Source document —
Butler v. Mediaport Entm't Inc., 20200465-CA

CourtCourt of Appeals of Utah
Writing for the CourtHARRIS, Judge
Citation508 P.3d 619
Parties Jon F. BUTLER, Appellant and Cross-appellee, v. MEDIAPORT ENTERTAINMENT INC. and Red Touch Media Ltd., Appellees and Cross-appellants.
Docket Number20200465-CA
Decision Date24 March 2022

508 P.3d 619

Jon F. BUTLER, Appellant and Cross-appellee,
v.
MEDIAPORT ENTERTAINMENT INC. and Red Touch Media Ltd., Appellees and Cross-appellants.

No. 20200465-CA

Court of Appeals of Utah.

Filed March 24, 2022


Diana J. Huntsman and David C. Harless, Attorneys for Appellant and Cross-appellee

Barry N. Johnson, Daniel K. Brough, and Ryan M. Merriman, Attorneys Appellees and Cross-appellants

Judge Ryan M. Harris authored this Opinion, in which Judges Jill M. Pohlman and Ryan D. Tenney concurred.

Opinion

HARRIS, Judge:

508 P.3d 622

¶1 The district court excluded all evidence supporting Jon F. Butler's counterclaims—filed against his former employer in litigation over the validity of a specific employment agreement—because Butler made only vague disclosures regarding the computation of his claimed damages. The court then summarily dismissed those counterclaims for lack of evidence. Butler appeals that dismissal, asserting that his damages disclosures were sufficient or, in the alternative, that his failure to make proper disclosures was harmless under the circumstances. Butler's former employer—Mediaport Entertainment Inc. (Mediaport)—cross-appeals the denial of its motion for attorney fees. We affirm the district court's rulings in all respects.

BACKGROUND

¶2 In 2001, Butler founded a company—Mediaport—to market and sell a system he invented for selecting and downloading music tracks onto a CD or similar device. Some years later, Mediaport was acquired by Red Touch Media Ltd., and Butler continued to work for the company after the acquisition. For ease of reference, unless otherwise specified, we refer to the company simply as "Mediaport," regardless of whether our reference points to a pre-acquisition or post-acquisition event.

Directions —
• A. Please rewrite the court opinion from "508 P.3d 622" up to and including "in all respects.", changing "district court" to "trial court".
• B. Continue the Butler v. Mediaport opinion from the point where it stops.

Records —

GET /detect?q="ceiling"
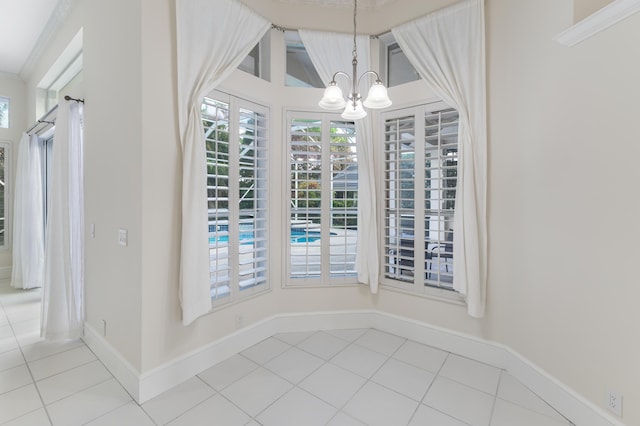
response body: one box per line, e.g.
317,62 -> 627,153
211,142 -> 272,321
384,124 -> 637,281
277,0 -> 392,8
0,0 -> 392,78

* * *

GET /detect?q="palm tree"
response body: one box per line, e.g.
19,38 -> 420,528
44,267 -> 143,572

==

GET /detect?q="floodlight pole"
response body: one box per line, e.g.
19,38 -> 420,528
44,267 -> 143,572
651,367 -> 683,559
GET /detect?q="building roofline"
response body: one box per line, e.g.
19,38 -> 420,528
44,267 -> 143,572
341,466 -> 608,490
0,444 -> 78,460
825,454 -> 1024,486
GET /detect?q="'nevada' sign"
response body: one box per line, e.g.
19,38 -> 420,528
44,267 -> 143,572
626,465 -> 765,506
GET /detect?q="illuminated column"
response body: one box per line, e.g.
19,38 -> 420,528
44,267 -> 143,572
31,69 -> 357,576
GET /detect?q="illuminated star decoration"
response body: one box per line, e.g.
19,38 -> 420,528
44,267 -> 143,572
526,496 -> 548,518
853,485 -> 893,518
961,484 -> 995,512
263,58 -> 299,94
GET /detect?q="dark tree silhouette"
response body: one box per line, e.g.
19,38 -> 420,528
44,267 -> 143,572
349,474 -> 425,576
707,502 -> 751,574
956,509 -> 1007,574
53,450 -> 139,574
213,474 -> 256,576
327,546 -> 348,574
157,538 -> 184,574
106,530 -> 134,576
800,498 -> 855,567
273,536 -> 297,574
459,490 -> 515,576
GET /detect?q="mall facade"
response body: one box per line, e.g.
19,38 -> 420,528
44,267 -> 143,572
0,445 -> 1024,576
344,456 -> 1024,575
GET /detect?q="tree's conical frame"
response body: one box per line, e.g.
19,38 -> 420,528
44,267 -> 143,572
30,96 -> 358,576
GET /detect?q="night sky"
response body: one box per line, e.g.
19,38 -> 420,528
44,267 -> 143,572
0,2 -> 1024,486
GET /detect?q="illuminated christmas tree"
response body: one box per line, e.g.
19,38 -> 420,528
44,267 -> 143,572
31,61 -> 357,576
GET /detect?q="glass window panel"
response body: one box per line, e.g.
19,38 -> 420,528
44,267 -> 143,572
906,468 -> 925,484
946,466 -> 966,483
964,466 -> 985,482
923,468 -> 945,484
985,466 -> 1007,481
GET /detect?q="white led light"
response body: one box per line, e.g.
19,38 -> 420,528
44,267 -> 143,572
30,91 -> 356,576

Exercise results —
• A.
508 P.3d 622

¶1 The trial court excluded all evidence supporting Jon F. Butler's counterclaims—filed against his former employer in litigation over the validity of a specific employment agreement—because Butler made only vague disclosures regarding the computation of his claimed damages. The court then summarily dismissed those counterclaims for lack of evidence. Butler appeals that dismissal, asserting that his damages disclosures were sufficient or, in the alternative, that his failure to make proper disclosures was harmless under the circumstances. Butler's former employer—Mediaport Entertainment Inc. (Mediaport)—cross-appeals the denial of its motion for attorney fees. We affirm the trial court's rulings in all respects.

• B.
¶3 In 2012, roughly a year after the acquisition, Butler provided the company's new owners with a copy of an employment agreement (the Agreement) that he claimed he and Mediaport had entered into before the acquisition. The Agreement contained provisions stating that, upon his termination for any reason other than for cause, Butler would "be entitled to severance in an amount equal to three (3) full years of Base Salary," as well as "all compensation and benefits earned but not yet paid," including credit for "unused vacation, sick and personal days." "Base Salary" is defined in the Agreement by reference to an attached "Schedule A," which in turn specifies that Butler's "Base Salary," as of July 1, 2003, was $130,000 per year. The Agreement also provided that "[a]ny dispute, controversy, or questions arising under, out of, or relating to this Agreement ... shall be referred for arbitration," and that, "[i]n connection with any arbitration, the prevailing party shall be entitled to recover its costs and reasonable attorneys’ fees."

¶4 In February 2013, Mediaport terminated Butler's employment, and Butler claimed entitlement to the severance benefits discussed in the Agreement. But Mediaport refused to pay those benefits, apparently espousing the belief that the Agreement was neither valid nor enforceable, and that it had additionally been superseded by another arrangement. That same month, Mediaport initiated this lawsuit, stating several claims for relief against Butler, including damages claims, but chiefly a request for a judicial declaration that the Agreement was unenforceable and that Mediaport owed Butler nothing.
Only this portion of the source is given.